JOURNAL ARTICLE

Low incidence of significant dysplasia in a successful endoscopic surveillance program of patients with ulcerative colitis

P Rozen, M Baratz, F Fefer, T Gilat
Gastroenterology 1995, 108 (5): 1361-70
7729627

BACKGROUND/AIMS: Colorectal cancer associated with ulcerative colitis may be preceded by dysplastic changes potentially detectable by repeated endoscopic examinations. The aim of this study was to evaluate the incidence, course, and risk factors for dysplasia in a prospective endoscopic study.

METHODS: One hundred fifty-four patients with ulcerative colitis for 7 or more years' duration were followed from 1976 to 1994 in an endoscopic surveillance program.

RESULTS: Five patients had 10 adenomatous polyps managed by polypectomy. Indefinite dysplasia was found in 16 patients, and none showed progressive dysplasia on follow-up. Low-grade dysplasia was detected in 10 patients; 2 had and 2 progressed to high-grade dysplasia. High-grade dysplasia was found in 7 patients; 4 were concurrent with or just preceded cancer. All 4 cases of cancer were first detected by surveillance, and 3 were successfully treated. Significant risk factors for dysplasia (all grades) and cancer included the extent of disease (P < 0.01), older age at onset of colitis (P = 0.01), and the duration of disease (P < 0.05). The adjusted risk for cancer was significantly increased (P = 0.04).

Given information.
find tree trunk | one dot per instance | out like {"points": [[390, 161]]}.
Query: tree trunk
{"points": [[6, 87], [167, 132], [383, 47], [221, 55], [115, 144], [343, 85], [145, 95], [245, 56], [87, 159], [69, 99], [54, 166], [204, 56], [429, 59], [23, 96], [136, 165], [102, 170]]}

Activity list.
1 - In the abstract above the lines, condense the paragraph that begins "BACKGROUND/AIMS: Colorectal cancer" into a short bulleted list that keeps its main facts.
2 - From the abstract above the lines, reproduce word for word the part that opens with the words containing "BACKGROUND/AIMS: Colorectal cancer" and closes with "prospective endoscopic study.".

Task-by-task answers.
1 -
- Colorectal cancer associated with ulcerative colitis may be preceded by dysplastic changes.
- Repeated endoscopic examinations may be able to detect these changes.
- The study aimed to evaluate the incidence, course, and risk factors for dysplasia in a prospective endoscopic study.

2 -
BACKGROUND/AIMS: Colorectal cancer associated with ulcerative colitis may be preceded by dysplastic changes potentially detectable by repeated endoscopic examinations. The aim of this study was to evaluate the incidence, course, and risk factors for dysplasia in a prospective endoscopic study.